Dataset excerpt
········

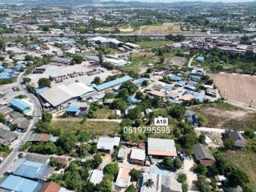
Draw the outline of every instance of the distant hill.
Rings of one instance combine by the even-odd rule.
[[[149,1],[149,2],[147,2]],[[161,2],[161,1],[166,2]],[[255,2],[226,2],[226,1],[216,1],[214,2],[212,0],[198,1],[198,0],[184,0],[180,2],[166,2],[167,0],[0,0],[2,3],[23,3],[32,6],[81,6],[81,5],[115,5],[115,6],[135,6],[135,7],[154,7],[154,6],[211,6],[215,5],[225,4],[234,4],[234,5],[248,5],[248,6],[256,6]],[[172,0],[170,0],[171,2]],[[230,0],[233,1],[233,0]],[[229,1],[229,2],[230,2]],[[242,0],[240,0],[242,1]],[[250,1],[250,0],[248,0]]]

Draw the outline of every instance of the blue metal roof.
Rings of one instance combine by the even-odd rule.
[[[141,86],[143,82],[148,81],[148,80],[149,80],[149,78],[138,78],[138,79],[135,79],[134,81],[133,81],[133,83],[134,83],[136,86]]]
[[[130,81],[131,79],[133,79],[131,77],[126,75],[122,78],[114,79],[113,81],[104,82],[101,85],[96,86],[94,86],[94,89],[96,89],[97,90],[103,90],[107,88],[110,88],[110,87],[112,87],[114,86],[118,86],[119,84],[122,84],[122,83],[127,82],[127,81]]]
[[[181,81],[182,78],[179,76],[177,76],[177,75],[170,75],[169,76],[169,78],[171,80],[171,81]]]
[[[174,89],[174,86],[173,86],[172,85],[166,84],[166,89],[167,90],[172,90]]]
[[[172,98],[168,98],[167,102],[170,102],[170,103],[176,103],[177,102],[177,101],[175,99],[172,99]]]
[[[25,161],[14,172],[14,174],[32,179],[43,179],[48,170],[49,166],[45,164],[30,161]]]
[[[42,92],[43,92],[43,91],[45,91],[45,90],[48,90],[48,89],[49,89],[49,87],[47,87],[47,86],[42,87],[42,88],[36,88],[36,89],[35,89],[35,92],[36,92],[37,94],[40,94],[40,93],[42,93]]]
[[[186,81],[178,81],[176,84],[179,86],[183,86],[186,85]]]
[[[41,187],[42,184],[38,182],[14,175],[10,175],[0,185],[1,189],[18,192],[38,192]]]
[[[198,99],[200,102],[202,102],[205,99],[205,96],[203,96],[203,94],[195,91],[186,90],[183,94],[192,94],[195,98],[195,99]]]
[[[203,60],[205,60],[205,57],[198,56],[195,59],[198,62],[203,62]]]
[[[10,104],[15,108],[20,110],[21,111],[23,111],[25,110],[27,110],[30,108],[30,106],[25,102],[23,102],[22,99],[19,98],[13,98],[10,101]]]
[[[2,71],[2,70],[5,70],[6,68],[4,67],[3,66],[0,65],[0,70]]]
[[[68,108],[66,108],[66,111],[77,113],[79,110],[79,106],[69,106]]]
[[[134,98],[132,96],[129,96],[128,102],[140,102],[142,100]]]

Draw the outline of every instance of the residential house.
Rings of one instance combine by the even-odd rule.
[[[146,160],[144,150],[133,148],[130,154],[130,162],[143,166]]]
[[[147,139],[147,154],[155,157],[177,157],[174,139],[153,138]]]
[[[245,147],[246,142],[242,137],[242,134],[238,130],[225,130],[222,134],[224,139],[230,138],[233,141],[234,147]]]
[[[202,165],[212,166],[215,163],[214,155],[210,152],[208,146],[198,143],[194,146],[195,159]]]

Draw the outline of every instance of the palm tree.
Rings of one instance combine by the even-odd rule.
[[[151,178],[147,179],[146,182],[145,182],[145,186],[149,188],[151,188],[152,186],[154,186],[153,180]]]

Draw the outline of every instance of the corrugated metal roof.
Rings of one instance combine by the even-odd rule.
[[[10,101],[10,104],[18,108],[21,111],[23,111],[25,110],[27,110],[28,108],[30,108],[30,106],[26,102],[23,102],[22,99],[19,99],[19,98],[11,99]]]
[[[150,155],[177,156],[174,139],[149,138],[147,143]]]
[[[37,178],[43,180],[50,169],[50,166],[42,163],[25,161],[14,172],[14,174],[32,179]]]
[[[0,188],[18,192],[38,191],[42,184],[30,179],[10,175],[1,185]]]
[[[132,149],[130,158],[132,159],[144,161],[146,158],[145,150],[140,149]]]
[[[66,108],[66,112],[78,112],[79,110],[80,107],[79,106],[69,106],[68,108]]]
[[[96,86],[94,88],[97,90],[106,90],[107,88],[110,88],[110,87],[122,84],[122,83],[123,83],[125,82],[127,82],[127,81],[130,81],[130,80],[132,80],[132,79],[133,78],[131,77],[126,75],[126,76],[124,76],[122,78],[118,78],[118,79],[114,79],[113,81],[107,82],[102,83],[101,85]]]

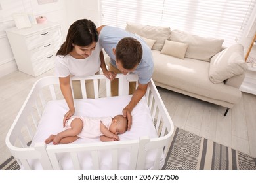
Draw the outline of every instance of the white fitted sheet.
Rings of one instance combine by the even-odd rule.
[[[129,103],[131,95],[118,96],[100,98],[96,99],[75,100],[75,116],[87,116],[89,117],[112,116],[121,114],[123,108]],[[62,119],[68,111],[67,105],[64,100],[51,101],[47,103],[37,132],[32,141],[31,146],[35,142],[44,142],[51,134],[56,134],[63,130]],[[130,131],[119,135],[120,141],[138,139],[142,136],[157,137],[156,131],[152,123],[152,118],[146,99],[143,97],[132,111],[133,124]],[[92,143],[101,142],[99,138],[93,139],[79,139],[73,143]],[[102,143],[104,143],[102,142]],[[52,143],[47,146],[53,145]],[[58,144],[61,146],[62,144]],[[119,157],[119,169],[127,169],[130,161],[130,153],[128,149],[121,149]],[[153,167],[156,152],[148,150],[146,155],[145,169],[150,169]],[[91,169],[92,162],[89,152],[79,152],[78,156],[81,162],[82,169]],[[111,154],[108,150],[102,150],[99,154],[100,169],[110,169]],[[62,154],[58,156],[63,169],[73,169],[70,157],[68,154]],[[41,169],[37,160],[30,160],[30,165],[34,169]],[[163,166],[163,156],[159,169]]]

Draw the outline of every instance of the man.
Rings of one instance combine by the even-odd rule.
[[[135,35],[124,29],[107,25],[98,28],[99,43],[110,58],[109,70],[116,73],[128,73],[138,75],[138,87],[134,87],[130,93],[133,97],[129,104],[123,109],[123,114],[128,120],[128,130],[132,123],[131,111],[144,95],[149,82],[153,74],[154,63],[150,48],[146,43]],[[100,59],[104,59],[102,52]],[[112,88],[116,86],[114,78],[112,80]],[[130,86],[130,89],[131,89]],[[134,91],[135,90],[135,91]],[[117,90],[112,91],[112,95],[116,95]]]

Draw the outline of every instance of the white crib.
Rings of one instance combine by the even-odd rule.
[[[110,97],[110,80],[102,75],[84,78],[72,78],[72,80],[79,80],[81,84],[83,99],[77,99],[77,103],[87,103],[87,101],[92,103],[94,101],[100,101],[104,103],[104,100],[114,99],[113,102],[108,102],[106,105],[114,103],[116,106],[119,101],[123,100],[122,99],[126,99],[125,103],[127,103],[130,99],[128,95],[129,81],[137,81],[137,76],[133,74],[127,76],[118,74],[117,78],[119,79],[119,96],[114,97],[115,98]],[[93,80],[95,99],[86,99],[85,80]],[[103,84],[106,85],[106,87],[104,87],[106,88],[104,97],[100,96]],[[151,120],[150,122],[146,122],[148,125],[144,125],[141,130],[144,131],[143,128],[146,129],[148,126],[152,125],[156,134],[156,136],[153,136],[154,137],[150,137],[151,134],[148,135],[144,134],[133,139],[130,139],[129,137],[126,136],[127,139],[125,139],[126,140],[124,141],[122,141],[120,137],[119,141],[103,142],[96,140],[89,143],[80,142],[67,144],[46,145],[43,141],[35,142],[35,136],[38,135],[39,128],[42,125],[41,124],[43,121],[41,119],[42,116],[47,113],[45,108],[50,103],[54,105],[60,103],[66,103],[59,89],[58,78],[56,76],[43,78],[37,80],[32,87],[7,135],[6,144],[11,154],[24,169],[161,169],[171,144],[173,124],[152,80],[149,83],[147,92],[143,99],[146,101],[147,107],[148,107]],[[139,110],[144,110],[146,108],[142,105],[141,108],[137,110],[138,112],[140,112]],[[58,113],[55,112],[54,108],[57,110],[56,111],[58,110],[58,107],[52,107],[51,110],[54,110],[53,114]],[[102,110],[104,110],[105,109]],[[144,115],[143,113],[139,116],[144,116],[146,114]],[[64,116],[60,114],[60,116],[63,118]],[[43,118],[45,118],[45,116]],[[60,119],[60,122],[62,120],[62,118]],[[56,124],[61,124],[62,125],[62,122],[51,122],[51,123],[53,126]],[[133,125],[139,127],[139,125],[135,125],[133,121],[131,129]],[[131,134],[132,133],[131,131]],[[43,133],[47,134],[47,132]],[[138,135],[137,133],[133,134]],[[30,142],[32,142],[30,144]],[[87,157],[83,157],[83,154],[87,154]],[[105,158],[104,158],[105,155],[108,155],[106,156],[108,157],[106,158],[108,158],[107,160],[103,159]],[[63,156],[66,157],[66,160],[63,160],[64,159]],[[125,165],[123,166],[121,163],[123,162],[120,163],[120,161],[123,161],[123,159],[127,159],[128,161],[125,162]],[[65,167],[66,165],[63,164],[64,161],[68,161],[68,163],[71,163],[71,167]],[[109,164],[110,167],[104,167],[102,165],[104,161],[106,161],[104,163]],[[87,162],[90,162],[91,165],[89,167],[85,167],[84,164]],[[146,164],[147,165],[145,165]]]

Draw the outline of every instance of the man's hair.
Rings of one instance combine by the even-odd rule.
[[[140,42],[133,37],[123,38],[116,47],[116,60],[120,61],[126,69],[132,69],[139,65],[142,54]]]

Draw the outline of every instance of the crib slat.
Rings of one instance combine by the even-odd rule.
[[[146,163],[146,152],[144,149],[145,144],[149,142],[148,137],[140,137],[139,144],[139,152],[136,169],[142,170],[144,169]]]
[[[156,107],[157,107],[157,105],[156,105],[156,103],[155,103],[154,104],[153,111],[152,111],[152,118],[153,118],[153,119],[154,119],[154,118],[155,118],[155,116],[156,116]]]
[[[157,150],[157,154],[154,162],[154,166],[152,168],[153,170],[157,170],[158,169],[159,162],[161,160],[162,154],[163,154],[163,148],[158,148]]]
[[[111,150],[112,154],[112,169],[118,169],[118,149],[112,149]]]
[[[127,95],[126,93],[123,93],[123,91],[125,91],[125,90],[127,90],[127,84],[125,84],[124,82],[125,82],[126,80],[123,79],[123,77],[118,78],[118,95],[122,96],[124,95]],[[125,88],[123,88],[123,87],[125,87]],[[128,93],[129,93],[129,89],[128,89]]]
[[[54,170],[60,170],[60,166],[58,163],[57,155],[54,152],[48,150],[47,150],[48,156],[51,159],[51,163]]]
[[[42,114],[42,112],[41,111],[40,108],[39,108],[39,107],[38,105],[37,101],[35,101],[35,107],[36,107],[36,108],[37,108],[37,112],[38,112],[38,115],[39,116],[41,116],[41,115]]]
[[[95,92],[95,98],[98,99],[98,81],[97,79],[93,80],[93,89]]]
[[[111,87],[110,87],[110,80],[106,80],[106,96],[108,97],[111,96]]]
[[[32,169],[30,167],[30,163],[28,163],[27,159],[19,159],[19,161],[20,161],[20,163],[21,163],[21,165],[22,165],[22,167],[24,167],[25,169],[26,169],[26,170],[31,170]]]
[[[30,112],[30,116],[31,116],[31,118],[32,118],[32,121],[33,122],[33,124],[35,125],[35,126],[36,126],[37,127],[38,122],[35,120],[35,115],[33,114],[33,112],[32,111]]]
[[[51,84],[49,87],[50,89],[51,95],[52,96],[53,100],[56,100],[56,92],[55,92],[54,88],[53,87],[53,85]]]
[[[160,125],[161,114],[158,114],[158,119],[156,120],[156,129],[158,133],[158,137],[160,135],[161,129],[159,129]]]
[[[150,95],[150,103],[148,105],[150,112],[151,112],[151,109],[152,108],[152,105],[153,105],[153,95]]]
[[[83,99],[86,99],[87,97],[87,95],[86,93],[86,86],[85,86],[85,80],[80,80],[80,84],[81,84],[81,90],[82,91]]]
[[[35,150],[41,154],[40,163],[42,165],[43,169],[52,170],[53,167],[51,164],[50,159],[48,158],[48,154],[46,151],[47,145],[44,142],[36,143],[35,144]]]
[[[131,159],[129,169],[130,170],[135,170],[136,169],[136,163],[137,161],[137,152],[139,150],[139,146],[134,145],[131,148]]]
[[[91,155],[93,159],[93,169],[95,170],[99,170],[100,161],[98,159],[98,150],[91,151]]]
[[[41,103],[42,104],[43,108],[45,106],[45,101],[44,97],[43,97],[42,90],[40,90],[39,98],[40,98]]]
[[[23,148],[28,147],[27,143],[26,143],[22,134],[20,134],[20,135],[18,135],[18,140],[20,141],[20,144],[22,145],[22,147],[23,147]]]
[[[74,169],[80,170],[81,166],[78,159],[77,152],[70,152],[70,156],[71,156],[71,159],[72,159]]]
[[[30,126],[28,125],[28,123],[25,123],[25,126],[26,126],[26,128],[27,129],[28,135],[30,136],[30,140],[32,140],[33,135],[32,130]]]

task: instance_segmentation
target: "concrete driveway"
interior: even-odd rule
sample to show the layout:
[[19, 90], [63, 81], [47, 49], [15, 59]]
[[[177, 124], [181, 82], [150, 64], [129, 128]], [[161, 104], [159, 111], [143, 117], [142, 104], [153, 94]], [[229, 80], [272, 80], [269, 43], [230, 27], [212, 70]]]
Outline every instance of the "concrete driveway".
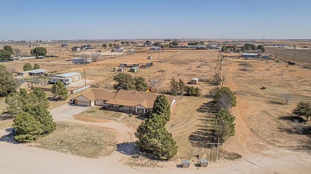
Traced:
[[53, 115], [53, 119], [55, 121], [69, 121], [73, 119], [72, 115], [81, 113], [89, 107], [76, 106], [74, 104], [67, 104], [54, 108], [50, 111], [50, 112]]

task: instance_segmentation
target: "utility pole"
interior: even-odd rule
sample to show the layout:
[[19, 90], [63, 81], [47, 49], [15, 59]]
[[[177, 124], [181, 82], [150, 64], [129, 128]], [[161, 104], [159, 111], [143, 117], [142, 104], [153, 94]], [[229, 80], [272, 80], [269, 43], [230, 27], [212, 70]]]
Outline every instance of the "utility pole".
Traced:
[[86, 68], [84, 68], [84, 84], [86, 86]]

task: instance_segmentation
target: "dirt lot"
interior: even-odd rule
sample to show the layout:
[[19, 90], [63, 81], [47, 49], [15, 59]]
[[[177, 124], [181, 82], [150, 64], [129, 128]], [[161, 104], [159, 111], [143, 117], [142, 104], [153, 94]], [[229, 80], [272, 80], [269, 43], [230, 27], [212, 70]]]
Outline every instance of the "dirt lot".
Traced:
[[[113, 75], [111, 67], [106, 64], [144, 63], [150, 62], [146, 59], [148, 55], [157, 58], [157, 52], [151, 51], [130, 54], [85, 66], [74, 65], [70, 68], [70, 71], [78, 72], [86, 68], [88, 76], [92, 78], [90, 79], [96, 80]], [[218, 72], [219, 59], [219, 52], [215, 50], [162, 50], [160, 60], [151, 60], [154, 63], [153, 66], [139, 68], [138, 73], [131, 74], [142, 76], [147, 80], [156, 80], [158, 90], [164, 91], [169, 89], [173, 77], [182, 79], [185, 83], [193, 78], [211, 79]], [[244, 68], [244, 62], [249, 64], [246, 69]], [[208, 170], [223, 173], [308, 173], [311, 170], [307, 162], [309, 160], [306, 160], [311, 158], [308, 154], [311, 149], [310, 138], [291, 132], [289, 119], [292, 110], [299, 101], [311, 98], [310, 70], [273, 61], [232, 58], [225, 58], [222, 64], [222, 74], [225, 79], [224, 86], [237, 93], [237, 105], [232, 109], [232, 113], [236, 117], [236, 133], [221, 145], [221, 152], [223, 152], [220, 155], [221, 159], [216, 163], [211, 162]], [[109, 89], [113, 83], [109, 80], [101, 83], [100, 86]], [[198, 87], [203, 95], [213, 87], [208, 82], [203, 82], [197, 85], [187, 85]], [[261, 89], [262, 87], [266, 89]], [[287, 105], [278, 97], [283, 93], [294, 96]], [[128, 117], [118, 122], [118, 125], [121, 124], [129, 127], [132, 132], [128, 133], [131, 138], [125, 140], [120, 137], [125, 133], [117, 133], [118, 153], [103, 160], [112, 161], [109, 166], [116, 167], [120, 173], [125, 170], [129, 173], [137, 173], [138, 170], [142, 173], [161, 171], [166, 173], [197, 171], [199, 169], [194, 166], [186, 171], [176, 165], [179, 164], [181, 159], [190, 160], [193, 164], [196, 162], [195, 156], [199, 154], [208, 159], [211, 158], [211, 154], [214, 155], [208, 136], [210, 120], [207, 118], [209, 115], [204, 110], [210, 100], [204, 97], [185, 96], [177, 101], [167, 127], [177, 142], [178, 152], [169, 161], [155, 162], [138, 154], [133, 147], [136, 140], [133, 134], [142, 119]], [[75, 119], [79, 121], [85, 120], [88, 124], [96, 122], [100, 124], [99, 123], [103, 122], [100, 119], [83, 117]], [[113, 124], [112, 122], [114, 121], [104, 121]], [[116, 127], [114, 128], [118, 130]], [[120, 147], [129, 147], [126, 150], [121, 148], [124, 150], [121, 151]], [[229, 155], [224, 155], [225, 154]], [[226, 158], [228, 156], [240, 155], [242, 158], [233, 161]], [[78, 161], [76, 161], [78, 163]], [[146, 163], [149, 164], [144, 164]], [[128, 168], [127, 166], [132, 168]], [[127, 170], [129, 169], [131, 170]], [[156, 171], [153, 172], [153, 169]], [[203, 170], [200, 169], [198, 172], [206, 172]]]

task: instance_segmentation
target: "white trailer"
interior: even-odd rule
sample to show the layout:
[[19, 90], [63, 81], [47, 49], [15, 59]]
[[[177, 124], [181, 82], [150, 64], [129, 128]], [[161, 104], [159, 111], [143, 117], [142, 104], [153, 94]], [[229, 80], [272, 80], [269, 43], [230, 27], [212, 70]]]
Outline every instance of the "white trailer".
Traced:
[[66, 79], [66, 78], [56, 78], [56, 77], [50, 78], [49, 80], [49, 82], [50, 83], [54, 84], [58, 80], [62, 81], [63, 83], [65, 84], [65, 85], [69, 84], [69, 79]]

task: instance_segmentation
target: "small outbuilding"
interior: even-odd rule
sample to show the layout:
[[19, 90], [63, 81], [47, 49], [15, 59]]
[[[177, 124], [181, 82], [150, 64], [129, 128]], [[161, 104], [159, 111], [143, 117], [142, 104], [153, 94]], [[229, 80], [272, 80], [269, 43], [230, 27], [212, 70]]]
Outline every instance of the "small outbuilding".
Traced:
[[130, 68], [130, 72], [132, 73], [136, 73], [138, 72], [138, 67], [133, 67]]
[[191, 84], [197, 84], [199, 82], [199, 79], [198, 78], [193, 78], [191, 79]]
[[207, 167], [208, 161], [207, 159], [200, 159], [200, 166], [201, 167]]
[[182, 160], [181, 165], [182, 166], [183, 168], [189, 168], [189, 166], [190, 165], [190, 161], [189, 160]]
[[79, 51], [80, 50], [80, 48], [79, 47], [73, 47], [71, 48], [71, 51]]
[[147, 62], [147, 63], [146, 63], [146, 66], [153, 66], [153, 65], [154, 63], [153, 63], [152, 62]]

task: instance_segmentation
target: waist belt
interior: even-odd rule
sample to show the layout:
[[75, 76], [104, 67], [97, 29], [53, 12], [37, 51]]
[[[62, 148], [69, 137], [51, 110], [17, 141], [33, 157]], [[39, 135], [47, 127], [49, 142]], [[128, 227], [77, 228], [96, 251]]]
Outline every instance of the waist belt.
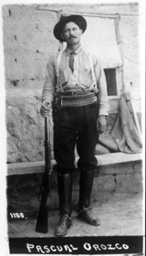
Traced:
[[62, 107], [80, 107], [94, 103], [97, 101], [97, 96], [94, 93], [67, 94], [58, 94], [55, 96], [56, 103]]

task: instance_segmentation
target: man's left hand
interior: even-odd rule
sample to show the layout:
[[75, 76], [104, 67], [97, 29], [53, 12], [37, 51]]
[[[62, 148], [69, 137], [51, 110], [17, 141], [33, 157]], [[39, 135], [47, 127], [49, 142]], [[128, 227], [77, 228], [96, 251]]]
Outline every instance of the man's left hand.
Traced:
[[99, 116], [96, 121], [96, 127], [98, 133], [103, 133], [106, 131], [106, 116]]

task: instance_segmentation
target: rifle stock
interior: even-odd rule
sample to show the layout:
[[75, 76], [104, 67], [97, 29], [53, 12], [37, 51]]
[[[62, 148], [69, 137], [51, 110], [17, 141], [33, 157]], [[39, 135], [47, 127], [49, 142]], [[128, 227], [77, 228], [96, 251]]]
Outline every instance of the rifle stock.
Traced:
[[51, 191], [51, 143], [50, 132], [48, 132], [48, 118], [45, 118], [45, 172], [38, 200], [40, 202], [40, 207], [38, 214], [35, 231], [46, 234], [48, 231], [47, 222], [47, 198]]

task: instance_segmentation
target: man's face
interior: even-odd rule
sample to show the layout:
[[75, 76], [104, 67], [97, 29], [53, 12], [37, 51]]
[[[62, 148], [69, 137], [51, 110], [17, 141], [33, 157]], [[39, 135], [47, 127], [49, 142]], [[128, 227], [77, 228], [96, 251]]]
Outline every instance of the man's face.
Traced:
[[68, 45], [76, 45], [80, 42], [80, 38], [82, 30], [74, 22], [65, 24], [61, 34], [61, 37], [67, 42]]

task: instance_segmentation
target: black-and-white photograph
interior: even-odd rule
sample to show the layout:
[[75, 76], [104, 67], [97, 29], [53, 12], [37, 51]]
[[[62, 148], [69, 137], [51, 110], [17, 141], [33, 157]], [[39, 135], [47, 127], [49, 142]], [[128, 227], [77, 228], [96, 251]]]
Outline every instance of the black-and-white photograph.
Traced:
[[9, 253], [144, 255], [138, 1], [2, 19]]

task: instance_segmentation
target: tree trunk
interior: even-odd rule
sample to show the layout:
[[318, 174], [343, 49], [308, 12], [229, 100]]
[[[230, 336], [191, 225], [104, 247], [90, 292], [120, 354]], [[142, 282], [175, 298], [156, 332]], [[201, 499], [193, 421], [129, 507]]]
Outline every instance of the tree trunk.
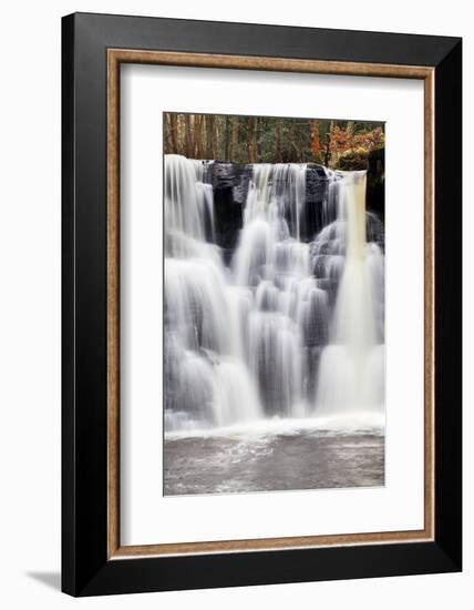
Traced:
[[239, 130], [239, 118], [231, 116], [231, 134], [230, 134], [230, 145], [229, 145], [229, 161], [236, 161], [235, 156], [237, 154], [238, 146], [238, 130]]

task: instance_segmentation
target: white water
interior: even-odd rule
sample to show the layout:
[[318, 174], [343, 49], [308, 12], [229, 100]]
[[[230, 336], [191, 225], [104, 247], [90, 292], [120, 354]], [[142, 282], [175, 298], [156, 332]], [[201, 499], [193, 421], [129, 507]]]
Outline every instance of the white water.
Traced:
[[383, 414], [384, 264], [367, 243], [365, 175], [328, 171], [323, 226], [303, 242], [306, 175], [253, 166], [226, 266], [205, 163], [166, 155], [167, 433]]

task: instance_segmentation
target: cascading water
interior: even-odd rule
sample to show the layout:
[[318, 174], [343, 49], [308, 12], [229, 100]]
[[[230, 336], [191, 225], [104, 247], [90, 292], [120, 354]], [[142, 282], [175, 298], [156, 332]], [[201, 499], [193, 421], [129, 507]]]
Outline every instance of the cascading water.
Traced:
[[225, 264], [208, 163], [165, 156], [165, 430], [382, 410], [384, 262], [365, 173], [324, 172], [310, 234], [307, 165], [253, 165]]

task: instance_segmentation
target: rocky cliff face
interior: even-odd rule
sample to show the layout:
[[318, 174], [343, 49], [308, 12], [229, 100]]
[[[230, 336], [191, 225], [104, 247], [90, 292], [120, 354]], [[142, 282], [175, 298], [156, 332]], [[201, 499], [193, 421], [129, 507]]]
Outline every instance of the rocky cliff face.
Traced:
[[[213, 161], [206, 165], [204, 180], [213, 185], [216, 243], [228, 262], [243, 226], [243, 211], [253, 174], [250, 164]], [[383, 181], [371, 189], [368, 183], [367, 207], [383, 217]], [[373, 192], [372, 192], [373, 191]], [[308, 163], [306, 171], [305, 227], [301, 240], [311, 241], [323, 226], [322, 209], [328, 197], [328, 177], [322, 165]], [[236, 227], [238, 228], [236, 231]]]

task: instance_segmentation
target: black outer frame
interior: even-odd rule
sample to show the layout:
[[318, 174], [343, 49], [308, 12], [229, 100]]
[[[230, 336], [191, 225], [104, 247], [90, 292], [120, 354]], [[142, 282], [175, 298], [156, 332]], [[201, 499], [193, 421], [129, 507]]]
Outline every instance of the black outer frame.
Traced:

········

# The task
Pull out each line of the records above that contains the string "utility".

# Reply
target: "utility pole"
Outline every instance of the "utility pole".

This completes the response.